#### Exercise requirements:
Please give back all the records exactly, but keep the pictures out.

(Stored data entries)
==*==

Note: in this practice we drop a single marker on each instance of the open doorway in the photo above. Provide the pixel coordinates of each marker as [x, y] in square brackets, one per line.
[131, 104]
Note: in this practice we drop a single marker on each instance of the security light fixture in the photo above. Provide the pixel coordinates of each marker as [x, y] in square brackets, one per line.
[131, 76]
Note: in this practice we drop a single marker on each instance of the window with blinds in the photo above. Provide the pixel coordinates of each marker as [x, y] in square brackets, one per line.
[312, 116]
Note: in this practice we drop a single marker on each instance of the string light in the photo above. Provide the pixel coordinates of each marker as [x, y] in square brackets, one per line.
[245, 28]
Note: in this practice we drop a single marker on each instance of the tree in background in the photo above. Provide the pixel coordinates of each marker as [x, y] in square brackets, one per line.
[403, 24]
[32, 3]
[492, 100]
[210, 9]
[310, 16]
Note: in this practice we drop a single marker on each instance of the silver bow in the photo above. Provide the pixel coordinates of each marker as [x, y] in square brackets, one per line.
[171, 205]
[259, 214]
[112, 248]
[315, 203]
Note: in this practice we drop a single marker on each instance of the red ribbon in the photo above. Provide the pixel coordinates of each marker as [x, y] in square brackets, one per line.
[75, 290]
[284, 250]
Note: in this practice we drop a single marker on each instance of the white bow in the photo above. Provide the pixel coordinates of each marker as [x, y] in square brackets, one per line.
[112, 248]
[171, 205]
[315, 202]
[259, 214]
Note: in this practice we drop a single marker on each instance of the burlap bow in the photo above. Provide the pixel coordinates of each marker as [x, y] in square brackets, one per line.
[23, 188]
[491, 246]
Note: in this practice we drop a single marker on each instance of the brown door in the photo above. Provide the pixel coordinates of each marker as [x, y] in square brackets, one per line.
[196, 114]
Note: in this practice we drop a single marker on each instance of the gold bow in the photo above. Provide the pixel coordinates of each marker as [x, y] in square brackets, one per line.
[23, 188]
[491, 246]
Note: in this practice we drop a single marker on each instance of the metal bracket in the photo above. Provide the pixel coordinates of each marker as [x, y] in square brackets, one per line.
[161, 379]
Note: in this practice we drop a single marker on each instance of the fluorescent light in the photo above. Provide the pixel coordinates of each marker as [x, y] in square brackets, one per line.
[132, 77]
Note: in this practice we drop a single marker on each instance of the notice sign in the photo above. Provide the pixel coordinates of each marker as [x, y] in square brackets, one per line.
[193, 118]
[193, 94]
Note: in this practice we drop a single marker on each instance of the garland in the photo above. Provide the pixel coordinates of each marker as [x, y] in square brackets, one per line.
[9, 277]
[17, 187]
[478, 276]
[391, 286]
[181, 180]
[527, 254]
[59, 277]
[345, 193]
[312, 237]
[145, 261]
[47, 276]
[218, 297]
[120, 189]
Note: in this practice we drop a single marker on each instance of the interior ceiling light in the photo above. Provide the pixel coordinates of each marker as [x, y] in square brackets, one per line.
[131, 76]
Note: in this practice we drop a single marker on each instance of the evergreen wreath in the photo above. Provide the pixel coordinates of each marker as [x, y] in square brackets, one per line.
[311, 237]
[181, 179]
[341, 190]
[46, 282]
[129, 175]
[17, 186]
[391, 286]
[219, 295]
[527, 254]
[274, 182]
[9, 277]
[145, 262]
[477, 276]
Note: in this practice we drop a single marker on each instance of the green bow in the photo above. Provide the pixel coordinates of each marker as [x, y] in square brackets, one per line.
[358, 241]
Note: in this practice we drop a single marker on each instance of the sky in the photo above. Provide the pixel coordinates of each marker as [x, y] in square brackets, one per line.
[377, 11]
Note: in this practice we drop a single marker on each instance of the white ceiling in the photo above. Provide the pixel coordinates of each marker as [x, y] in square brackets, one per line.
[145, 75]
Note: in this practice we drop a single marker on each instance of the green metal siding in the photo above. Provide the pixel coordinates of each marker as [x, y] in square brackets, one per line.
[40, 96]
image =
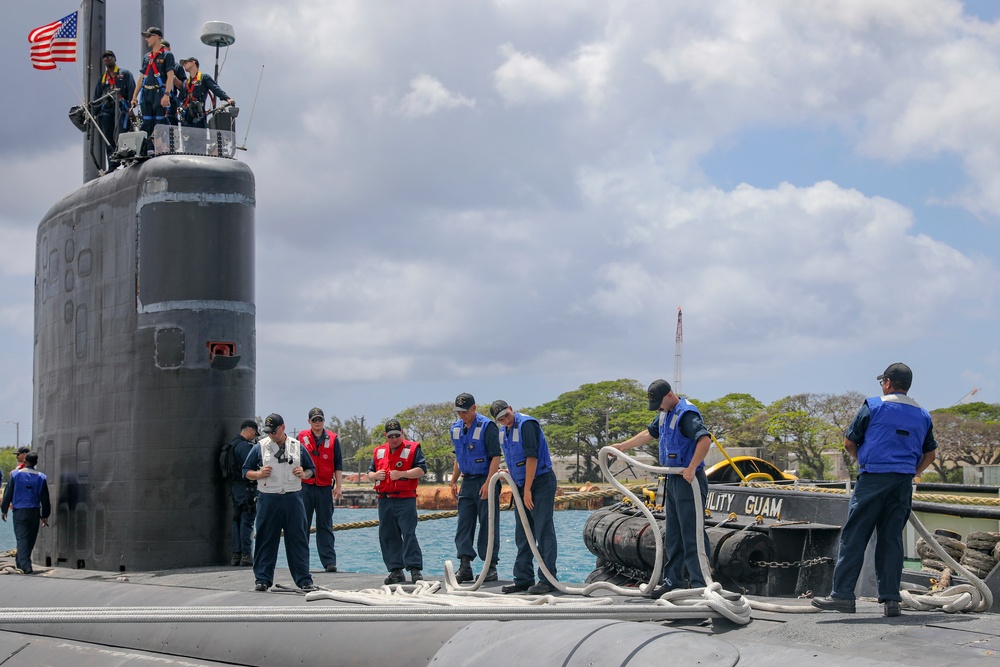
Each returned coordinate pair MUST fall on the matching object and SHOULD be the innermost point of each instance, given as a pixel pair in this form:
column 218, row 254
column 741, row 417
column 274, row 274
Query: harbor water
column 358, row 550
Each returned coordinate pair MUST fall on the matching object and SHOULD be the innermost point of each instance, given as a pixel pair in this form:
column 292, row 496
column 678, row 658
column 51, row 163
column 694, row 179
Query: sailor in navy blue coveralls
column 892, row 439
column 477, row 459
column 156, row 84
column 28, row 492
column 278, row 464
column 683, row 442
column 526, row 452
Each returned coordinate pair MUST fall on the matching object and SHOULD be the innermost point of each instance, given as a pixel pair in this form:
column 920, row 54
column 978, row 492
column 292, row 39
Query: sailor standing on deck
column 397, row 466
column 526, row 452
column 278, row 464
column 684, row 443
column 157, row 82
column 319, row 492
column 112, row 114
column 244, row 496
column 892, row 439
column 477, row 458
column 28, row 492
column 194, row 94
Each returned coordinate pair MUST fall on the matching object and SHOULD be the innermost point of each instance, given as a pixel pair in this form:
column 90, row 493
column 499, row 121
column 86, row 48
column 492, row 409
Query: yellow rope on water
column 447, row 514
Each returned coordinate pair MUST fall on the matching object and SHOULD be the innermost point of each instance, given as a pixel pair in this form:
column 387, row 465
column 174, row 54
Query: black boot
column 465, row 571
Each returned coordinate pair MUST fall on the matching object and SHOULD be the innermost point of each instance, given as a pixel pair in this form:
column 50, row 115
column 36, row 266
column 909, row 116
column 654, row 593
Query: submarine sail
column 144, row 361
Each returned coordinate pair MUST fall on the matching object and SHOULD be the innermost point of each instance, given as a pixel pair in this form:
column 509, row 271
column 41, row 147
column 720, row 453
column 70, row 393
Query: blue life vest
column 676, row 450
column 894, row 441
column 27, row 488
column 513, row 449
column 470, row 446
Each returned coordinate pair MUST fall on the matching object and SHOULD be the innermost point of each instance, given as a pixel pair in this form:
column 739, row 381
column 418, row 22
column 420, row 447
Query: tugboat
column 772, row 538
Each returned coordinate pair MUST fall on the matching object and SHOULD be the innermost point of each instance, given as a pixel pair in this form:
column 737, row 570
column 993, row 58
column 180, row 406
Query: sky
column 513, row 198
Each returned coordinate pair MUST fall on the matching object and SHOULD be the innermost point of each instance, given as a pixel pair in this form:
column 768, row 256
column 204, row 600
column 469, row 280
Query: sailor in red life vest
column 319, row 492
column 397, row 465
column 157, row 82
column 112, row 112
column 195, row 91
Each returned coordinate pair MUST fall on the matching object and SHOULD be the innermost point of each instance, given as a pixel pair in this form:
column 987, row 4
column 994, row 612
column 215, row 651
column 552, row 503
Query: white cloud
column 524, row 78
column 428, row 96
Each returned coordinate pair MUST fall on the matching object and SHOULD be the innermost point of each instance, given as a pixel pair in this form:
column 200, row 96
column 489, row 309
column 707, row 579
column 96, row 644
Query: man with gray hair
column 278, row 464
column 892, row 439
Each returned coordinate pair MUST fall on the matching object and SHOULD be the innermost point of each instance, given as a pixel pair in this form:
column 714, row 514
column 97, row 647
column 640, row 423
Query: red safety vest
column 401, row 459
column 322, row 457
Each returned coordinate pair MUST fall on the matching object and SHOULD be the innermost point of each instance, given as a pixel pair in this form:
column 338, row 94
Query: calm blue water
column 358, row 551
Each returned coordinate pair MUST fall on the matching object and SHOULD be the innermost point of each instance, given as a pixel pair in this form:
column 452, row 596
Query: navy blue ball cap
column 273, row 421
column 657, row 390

==*==

#### Result of this task:
Note: in this practice we drop a single marker on each instance of the open doorway in the photo above. Provide the pixel coordinates of each marker as [x, y] in square brackets, one per line.
[131, 104]
Note: in this practice we drop a single marker on each instance of the security light fixture in the photo above. Provide the pixel coordinates of each marker as [x, y] in square brackets, one per line.
[131, 76]
Note: in this practice we drop a single marker on each instance of the window with blinds in the photo above. Provide the pixel coordinates of each marker as [x, y] in square brackets, one per line.
[312, 116]
Note: in this practice we drop a single marker on each instance of the string light in the photo above. Provide the pixel coordinates of each marker as [x, y] in square brackets, one per line.
[245, 28]
Note: in this practice we drop a single marker on each instance of the tree in background in the photo above. Provide the pixel coordinates of each marker as [x, y] in square brackets, one per line.
[403, 24]
[32, 3]
[492, 100]
[210, 9]
[310, 16]
Note: in this practice we drop a single marker on each instance of the silver bow in the photo above. Provide the pixel coordinates of each marker as [x, y] in square brackets, one per line.
[171, 205]
[259, 214]
[112, 248]
[315, 203]
Note: in this practice we drop a single marker on each instance of the red ribbon in the photo above. Provide the pixel coordinates of each marker as [x, y] in square brackets, one per line.
[75, 290]
[284, 250]
Note: in this practice we drop a single marker on each instance of the white bow in the photo above. Provide the pixel coordinates of each marker as [x, y] in square brackets, one per line.
[112, 248]
[171, 205]
[315, 202]
[259, 214]
Note: in this practice we drop a single marker on each instance of the burlap bow in the photo above. Provide the pixel coordinates of each marker as [x, y] in square brackets, one per line.
[23, 188]
[491, 246]
Note: in this practice we drop a single marker on each instance of the brown door in the photo above. Provide the pixel coordinates of each marker as [x, y] in square brackets, one per line.
[196, 114]
Note: in this practice we drop a single marker on each instance of the gold bow in the photo above. Provide the pixel coordinates of each marker as [x, y] in square brackets, one per line.
[23, 188]
[491, 246]
Note: in this practice we drop a single marker on each instance of the metal bracket in the photo above. Provide the pixel coordinates of each marker as [x, y] in square brackets, one per line.
[161, 379]
Note: in this practice we drop a single marker on each instance of the fluorescent light in the photo above. Provide the pixel coordinates of each marker as [x, y] in square brackets, one per line.
[132, 77]
Note: in this practice we drop a single marker on each instance of the notice sign in the photo above. Provide the pixel coordinates of each marker as [x, y] in square brackets, one per line.
[193, 118]
[193, 94]
Note: in this practice we drop a single marker on each instance of the garland in the photo above. Provide the pixel coordinates of each marker as [x, y] in square brackets, one per line.
[9, 277]
[17, 187]
[478, 276]
[391, 286]
[181, 180]
[527, 254]
[59, 277]
[345, 193]
[312, 237]
[145, 261]
[47, 276]
[218, 297]
[120, 189]
Note: in this practice we drop a single marker on each instance of the interior ceiling light in the photo above. Provide the pixel coordinates of each marker as [x, y] in square brackets, one per line.
[131, 76]
Note: in this practice we drop a single marker on each instance of the evergreen wreath in the photo above. Provide the pixel coordinates of each marker as [x, y] in square brackets, one per line.
[311, 237]
[181, 179]
[341, 190]
[46, 282]
[129, 175]
[17, 186]
[391, 286]
[219, 295]
[527, 254]
[274, 182]
[9, 277]
[145, 262]
[477, 276]
Note: in this practice we drop a single marker on each instance of the green bow in the photo above. Provide the pixel coordinates of each marker as [x, y] in square brackets, one per line.
[358, 241]
Note: in this practice we drop a single marker on each instance of the sky in the photo above. Provide the pixel coordinates of each marker as [x, y] in square brackets, one per line.
[377, 11]
Note: in this practice we drop a single marker on each instance of the white ceiling in the photo above. Provide the pixel coordinates of each marker as [x, y] in square brackets, one per line.
[145, 75]
Note: in this practice we drop a single marker on each instance of the green metal siding in the photo above. Provide the pixel coordinates of each marker as [x, y] in square brackets, one per line.
[40, 96]
image =
Each returned coordinate pair MUST fall on the matching object and SHOULD be the innermost point of each instance, given as a pixel pair in this form:
column 218, row 254
column 741, row 417
column 274, row 274
Query: harbor water
column 358, row 550
Each returned coordinate pair MUST fall on the matching object and SHOULD be the innermost point of each instance, given as a pixel pair in this form:
column 292, row 496
column 678, row 658
column 51, row 163
column 694, row 179
Query: sailor in navy blue coveralls
column 892, row 439
column 477, row 459
column 156, row 84
column 28, row 492
column 278, row 464
column 683, row 442
column 526, row 452
Each returned coordinate pair MUST fall on the matching object and SHOULD be the innermost point of each instance, given as a pixel pair in this form:
column 920, row 54
column 978, row 492
column 292, row 39
Query: sailor standing on deck
column 397, row 466
column 526, row 452
column 278, row 464
column 684, row 443
column 157, row 82
column 319, row 492
column 112, row 114
column 244, row 496
column 892, row 439
column 477, row 458
column 28, row 492
column 194, row 94
Each returned coordinate pair MUST fall on the matching object and SHOULD be the innermost point of each instance, given as a pixel pair in this form:
column 90, row 493
column 499, row 121
column 86, row 48
column 492, row 409
Query: yellow rope on water
column 447, row 514
Each returned coordinate pair MUST fall on the matching object and SHOULD be the innermost point of each instance, given as a pixel pair in this form:
column 387, row 465
column 174, row 54
Query: black boot
column 465, row 571
Each returned coordinate pair MUST fall on the matching object and SHOULD be the innermost point of each instance, given as a pixel pair in this form:
column 50, row 115
column 36, row 266
column 909, row 116
column 654, row 593
Query: submarine sail
column 144, row 361
Each returned coordinate pair MUST fall on the matching object and SHOULD be the innermost point of each instance, given as a pixel pair in this form:
column 509, row 271
column 41, row 147
column 720, row 453
column 70, row 393
Query: blue life vest
column 676, row 450
column 894, row 441
column 27, row 488
column 513, row 449
column 470, row 446
Each returned coordinate pair MUST fall on the matching object and SHOULD be the innermost point of each instance, given as a pixel pair in this form:
column 739, row 381
column 418, row 22
column 420, row 447
Query: tugboat
column 772, row 538
Each returned coordinate pair MUST fall on the matching object and SHOULD be the innermost point of each instance, given as a pixel pair in this form:
column 737, row 570
column 993, row 58
column 180, row 406
Query: sky
column 513, row 198
Each returned coordinate pair MUST fall on the matching object and SHOULD be the innermost point of each instance, given as a pixel pair in this form:
column 768, row 256
column 204, row 600
column 469, row 280
Query: sailor in red life vest
column 319, row 492
column 397, row 465
column 157, row 82
column 112, row 112
column 195, row 91
Each returned coordinate pair MUST fall on the matching object and SHOULD be the innermost point of each instance, given as a pixel pair in this form:
column 987, row 4
column 994, row 612
column 215, row 651
column 552, row 503
Query: white cloud
column 524, row 78
column 428, row 96
Each returned coordinate pair MUST fall on the matching object and SHOULD be the innermost point of each instance, given as a pixel pair in this form:
column 200, row 96
column 489, row 309
column 707, row 579
column 96, row 644
Query: man with gray hair
column 278, row 464
column 892, row 439
Each returned coordinate pair MUST fall on the matching object and SHOULD be the innermost point of each instance, given as a pixel pair in this form:
column 714, row 514
column 97, row 647
column 640, row 423
Query: red safety vest
column 401, row 459
column 322, row 457
Each returned coordinate pair MUST fall on the matching object and SHOULD be the innermost point of each instance, given as a pixel pair in this form:
column 338, row 94
Query: calm blue water
column 358, row 551
Each returned coordinate pair MUST fall on the matching object and SHOULD be the innermost point of each instance, given as a pixel pair in this form:
column 452, row 596
Query: navy blue ball cap
column 273, row 421
column 657, row 390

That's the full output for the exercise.